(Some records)
******

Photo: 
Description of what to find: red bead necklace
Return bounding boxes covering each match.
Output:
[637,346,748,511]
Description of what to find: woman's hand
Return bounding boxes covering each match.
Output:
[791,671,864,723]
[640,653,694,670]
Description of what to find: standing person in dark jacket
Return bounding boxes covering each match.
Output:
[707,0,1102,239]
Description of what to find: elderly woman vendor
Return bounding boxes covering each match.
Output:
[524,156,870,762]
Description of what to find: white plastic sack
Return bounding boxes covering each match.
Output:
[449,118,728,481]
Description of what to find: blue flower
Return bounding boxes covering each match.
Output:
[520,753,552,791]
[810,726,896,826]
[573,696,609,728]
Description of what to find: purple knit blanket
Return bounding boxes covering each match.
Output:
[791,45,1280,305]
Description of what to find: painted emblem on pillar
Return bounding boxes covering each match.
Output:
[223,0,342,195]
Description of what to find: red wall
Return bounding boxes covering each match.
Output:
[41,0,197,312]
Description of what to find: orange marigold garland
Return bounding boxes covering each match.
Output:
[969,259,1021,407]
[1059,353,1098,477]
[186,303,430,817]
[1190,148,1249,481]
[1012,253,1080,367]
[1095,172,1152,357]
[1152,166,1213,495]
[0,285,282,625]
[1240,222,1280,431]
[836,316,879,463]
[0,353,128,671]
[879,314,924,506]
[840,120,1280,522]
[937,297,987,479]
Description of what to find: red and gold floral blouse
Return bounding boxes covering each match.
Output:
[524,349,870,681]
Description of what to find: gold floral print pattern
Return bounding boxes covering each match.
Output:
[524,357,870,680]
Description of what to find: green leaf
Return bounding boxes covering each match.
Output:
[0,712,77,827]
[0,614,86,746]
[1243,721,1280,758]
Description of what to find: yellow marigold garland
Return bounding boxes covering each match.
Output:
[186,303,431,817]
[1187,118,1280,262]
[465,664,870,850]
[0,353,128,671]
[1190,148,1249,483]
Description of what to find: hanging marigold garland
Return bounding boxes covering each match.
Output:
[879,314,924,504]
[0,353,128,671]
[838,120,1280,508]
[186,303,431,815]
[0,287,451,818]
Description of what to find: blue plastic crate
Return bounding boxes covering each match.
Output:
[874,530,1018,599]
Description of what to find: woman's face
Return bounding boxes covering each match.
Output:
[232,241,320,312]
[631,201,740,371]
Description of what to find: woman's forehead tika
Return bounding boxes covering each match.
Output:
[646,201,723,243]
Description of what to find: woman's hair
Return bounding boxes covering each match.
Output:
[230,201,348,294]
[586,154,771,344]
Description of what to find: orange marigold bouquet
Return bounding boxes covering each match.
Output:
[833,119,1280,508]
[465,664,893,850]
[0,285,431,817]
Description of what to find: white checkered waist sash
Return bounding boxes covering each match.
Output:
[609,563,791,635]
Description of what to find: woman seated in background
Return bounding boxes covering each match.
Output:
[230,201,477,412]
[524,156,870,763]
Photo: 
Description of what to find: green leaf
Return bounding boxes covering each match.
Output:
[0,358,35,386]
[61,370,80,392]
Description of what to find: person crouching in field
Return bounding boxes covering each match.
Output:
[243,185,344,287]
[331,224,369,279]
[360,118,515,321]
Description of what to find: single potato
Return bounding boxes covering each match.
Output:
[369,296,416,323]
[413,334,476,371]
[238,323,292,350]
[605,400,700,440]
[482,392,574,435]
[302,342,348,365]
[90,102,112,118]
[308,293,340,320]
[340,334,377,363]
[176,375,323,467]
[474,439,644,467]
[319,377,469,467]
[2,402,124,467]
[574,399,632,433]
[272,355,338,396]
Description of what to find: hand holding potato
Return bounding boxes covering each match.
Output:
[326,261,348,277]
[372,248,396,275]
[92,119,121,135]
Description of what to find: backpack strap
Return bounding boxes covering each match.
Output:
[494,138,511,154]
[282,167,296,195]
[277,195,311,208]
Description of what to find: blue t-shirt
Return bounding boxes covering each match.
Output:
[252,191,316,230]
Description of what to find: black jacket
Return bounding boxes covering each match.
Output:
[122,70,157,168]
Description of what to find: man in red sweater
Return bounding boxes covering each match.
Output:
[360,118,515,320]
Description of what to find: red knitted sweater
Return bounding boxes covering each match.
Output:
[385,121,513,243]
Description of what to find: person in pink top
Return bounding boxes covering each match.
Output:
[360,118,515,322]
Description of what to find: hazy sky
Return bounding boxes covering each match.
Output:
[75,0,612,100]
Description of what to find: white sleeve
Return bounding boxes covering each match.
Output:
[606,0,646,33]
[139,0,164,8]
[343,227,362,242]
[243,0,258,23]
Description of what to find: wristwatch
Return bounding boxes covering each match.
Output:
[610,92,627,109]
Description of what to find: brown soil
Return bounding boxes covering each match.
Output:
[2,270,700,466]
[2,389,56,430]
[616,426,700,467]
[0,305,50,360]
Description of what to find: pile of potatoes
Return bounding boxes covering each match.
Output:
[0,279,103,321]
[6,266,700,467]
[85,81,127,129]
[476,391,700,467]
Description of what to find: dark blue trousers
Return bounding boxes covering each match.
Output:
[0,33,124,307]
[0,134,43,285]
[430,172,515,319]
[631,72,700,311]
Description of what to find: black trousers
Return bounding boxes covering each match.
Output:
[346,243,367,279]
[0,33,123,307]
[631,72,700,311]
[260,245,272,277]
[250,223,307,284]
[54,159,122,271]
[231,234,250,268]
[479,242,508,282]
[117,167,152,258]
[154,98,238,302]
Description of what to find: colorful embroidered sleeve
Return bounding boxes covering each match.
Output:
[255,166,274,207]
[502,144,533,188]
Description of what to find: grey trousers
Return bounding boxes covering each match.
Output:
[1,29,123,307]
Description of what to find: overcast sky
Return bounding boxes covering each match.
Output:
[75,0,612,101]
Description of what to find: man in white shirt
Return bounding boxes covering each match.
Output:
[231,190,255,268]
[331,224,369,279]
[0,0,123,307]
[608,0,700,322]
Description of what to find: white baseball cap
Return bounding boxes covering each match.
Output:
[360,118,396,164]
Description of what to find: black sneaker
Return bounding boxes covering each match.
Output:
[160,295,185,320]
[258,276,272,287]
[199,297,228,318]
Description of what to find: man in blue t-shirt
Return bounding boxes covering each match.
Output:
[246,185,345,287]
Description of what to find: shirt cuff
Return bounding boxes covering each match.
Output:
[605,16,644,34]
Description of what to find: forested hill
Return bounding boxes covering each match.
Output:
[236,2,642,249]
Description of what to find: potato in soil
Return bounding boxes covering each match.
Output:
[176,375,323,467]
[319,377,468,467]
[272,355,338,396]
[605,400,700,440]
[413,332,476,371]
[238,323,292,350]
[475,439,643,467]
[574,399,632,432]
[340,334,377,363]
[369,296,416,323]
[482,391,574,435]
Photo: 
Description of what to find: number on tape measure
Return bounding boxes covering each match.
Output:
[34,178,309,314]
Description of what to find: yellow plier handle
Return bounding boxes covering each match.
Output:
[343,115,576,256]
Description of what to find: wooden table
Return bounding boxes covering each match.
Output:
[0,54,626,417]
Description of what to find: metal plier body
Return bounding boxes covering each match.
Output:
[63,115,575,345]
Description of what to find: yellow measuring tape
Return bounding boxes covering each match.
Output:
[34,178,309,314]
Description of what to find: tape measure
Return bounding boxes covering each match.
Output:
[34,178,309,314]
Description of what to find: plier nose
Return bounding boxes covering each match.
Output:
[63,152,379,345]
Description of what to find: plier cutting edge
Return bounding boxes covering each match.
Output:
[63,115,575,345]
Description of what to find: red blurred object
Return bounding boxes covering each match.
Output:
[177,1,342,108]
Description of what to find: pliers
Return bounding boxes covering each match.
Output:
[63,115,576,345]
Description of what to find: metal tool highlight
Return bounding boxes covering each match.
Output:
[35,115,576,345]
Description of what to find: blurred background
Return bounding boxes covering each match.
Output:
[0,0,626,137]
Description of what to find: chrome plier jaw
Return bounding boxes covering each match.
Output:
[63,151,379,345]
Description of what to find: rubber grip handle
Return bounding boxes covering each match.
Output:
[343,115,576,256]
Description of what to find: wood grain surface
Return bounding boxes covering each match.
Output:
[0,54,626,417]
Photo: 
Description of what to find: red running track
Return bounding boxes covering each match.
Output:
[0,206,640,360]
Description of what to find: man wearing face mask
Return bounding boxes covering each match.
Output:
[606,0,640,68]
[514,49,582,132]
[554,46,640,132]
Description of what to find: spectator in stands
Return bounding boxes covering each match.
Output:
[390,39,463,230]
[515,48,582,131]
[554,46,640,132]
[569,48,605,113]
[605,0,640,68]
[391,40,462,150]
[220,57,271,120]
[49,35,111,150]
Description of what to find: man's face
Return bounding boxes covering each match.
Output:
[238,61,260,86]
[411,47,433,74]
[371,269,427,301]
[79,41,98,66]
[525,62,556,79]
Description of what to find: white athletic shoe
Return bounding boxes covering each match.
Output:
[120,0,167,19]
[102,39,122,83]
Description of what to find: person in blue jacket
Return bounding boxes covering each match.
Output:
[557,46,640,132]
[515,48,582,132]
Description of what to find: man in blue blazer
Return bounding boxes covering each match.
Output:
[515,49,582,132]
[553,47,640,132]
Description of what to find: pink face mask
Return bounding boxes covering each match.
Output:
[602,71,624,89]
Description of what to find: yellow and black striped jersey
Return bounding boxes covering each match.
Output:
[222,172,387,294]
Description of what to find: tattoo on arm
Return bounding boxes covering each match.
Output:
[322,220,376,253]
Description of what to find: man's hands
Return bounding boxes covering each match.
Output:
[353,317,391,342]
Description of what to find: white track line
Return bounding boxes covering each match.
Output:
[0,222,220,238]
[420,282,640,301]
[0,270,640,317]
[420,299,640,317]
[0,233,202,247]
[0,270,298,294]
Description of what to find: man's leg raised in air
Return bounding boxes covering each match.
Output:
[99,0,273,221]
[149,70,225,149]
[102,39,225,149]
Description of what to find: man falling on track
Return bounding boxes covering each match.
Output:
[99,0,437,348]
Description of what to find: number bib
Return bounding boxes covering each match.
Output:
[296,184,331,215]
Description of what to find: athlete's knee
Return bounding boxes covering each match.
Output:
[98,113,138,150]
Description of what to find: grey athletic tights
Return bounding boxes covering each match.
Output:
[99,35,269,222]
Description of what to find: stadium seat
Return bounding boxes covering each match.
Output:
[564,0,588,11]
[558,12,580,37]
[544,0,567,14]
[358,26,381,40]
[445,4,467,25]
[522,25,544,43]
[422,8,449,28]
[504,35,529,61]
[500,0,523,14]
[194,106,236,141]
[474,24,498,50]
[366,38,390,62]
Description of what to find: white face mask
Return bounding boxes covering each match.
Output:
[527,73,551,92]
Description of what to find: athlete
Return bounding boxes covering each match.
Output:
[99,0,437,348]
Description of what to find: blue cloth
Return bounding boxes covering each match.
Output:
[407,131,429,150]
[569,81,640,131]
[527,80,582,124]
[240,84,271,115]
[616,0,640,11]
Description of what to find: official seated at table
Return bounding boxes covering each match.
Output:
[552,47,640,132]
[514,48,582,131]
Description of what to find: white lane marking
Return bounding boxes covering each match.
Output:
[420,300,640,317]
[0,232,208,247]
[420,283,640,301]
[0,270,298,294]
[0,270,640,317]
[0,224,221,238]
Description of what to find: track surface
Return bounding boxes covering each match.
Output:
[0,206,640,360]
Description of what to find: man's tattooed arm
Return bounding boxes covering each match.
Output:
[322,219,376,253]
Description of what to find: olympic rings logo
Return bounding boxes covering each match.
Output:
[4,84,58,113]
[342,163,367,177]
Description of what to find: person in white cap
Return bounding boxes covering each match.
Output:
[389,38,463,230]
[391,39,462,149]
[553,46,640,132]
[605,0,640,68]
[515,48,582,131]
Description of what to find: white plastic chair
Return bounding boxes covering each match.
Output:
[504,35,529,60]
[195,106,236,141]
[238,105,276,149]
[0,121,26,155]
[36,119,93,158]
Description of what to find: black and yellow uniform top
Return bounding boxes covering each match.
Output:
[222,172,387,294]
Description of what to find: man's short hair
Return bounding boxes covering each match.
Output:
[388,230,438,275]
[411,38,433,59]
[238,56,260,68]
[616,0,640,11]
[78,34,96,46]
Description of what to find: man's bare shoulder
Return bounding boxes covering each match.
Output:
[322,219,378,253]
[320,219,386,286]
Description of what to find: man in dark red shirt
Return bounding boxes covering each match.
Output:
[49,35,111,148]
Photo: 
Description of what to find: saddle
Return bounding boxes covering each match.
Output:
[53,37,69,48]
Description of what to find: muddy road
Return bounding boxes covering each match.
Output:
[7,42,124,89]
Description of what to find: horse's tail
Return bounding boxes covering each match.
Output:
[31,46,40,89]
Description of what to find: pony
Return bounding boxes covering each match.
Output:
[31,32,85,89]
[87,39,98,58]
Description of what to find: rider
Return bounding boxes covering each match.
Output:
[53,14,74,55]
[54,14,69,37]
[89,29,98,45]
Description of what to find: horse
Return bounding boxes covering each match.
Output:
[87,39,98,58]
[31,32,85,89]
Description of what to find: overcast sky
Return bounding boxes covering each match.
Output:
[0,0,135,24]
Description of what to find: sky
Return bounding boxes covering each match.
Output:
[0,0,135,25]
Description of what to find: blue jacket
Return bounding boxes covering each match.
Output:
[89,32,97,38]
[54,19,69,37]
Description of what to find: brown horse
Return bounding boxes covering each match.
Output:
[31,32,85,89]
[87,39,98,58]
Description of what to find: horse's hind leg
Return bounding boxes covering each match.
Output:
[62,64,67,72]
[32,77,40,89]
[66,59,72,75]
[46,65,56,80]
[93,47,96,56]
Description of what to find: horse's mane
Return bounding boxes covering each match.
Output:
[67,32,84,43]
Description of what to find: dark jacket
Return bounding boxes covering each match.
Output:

******

→ WRITTEN PROBLEM
Rewrite the records between the lines holding "Description of what to find: black jacket" and "[360,118,515,320]", inclusive, switching "sweater" to "cardigan" and leaving everything else unchanged.

→ RESULT OF THE EXERCISE
Description of what to find: black jacket
Return bounding boxes covering each match.
Output:
[122,70,157,168]
Description of what to find: man in red cardigan
Return bounding boxes covering each match.
Output:
[360,118,515,320]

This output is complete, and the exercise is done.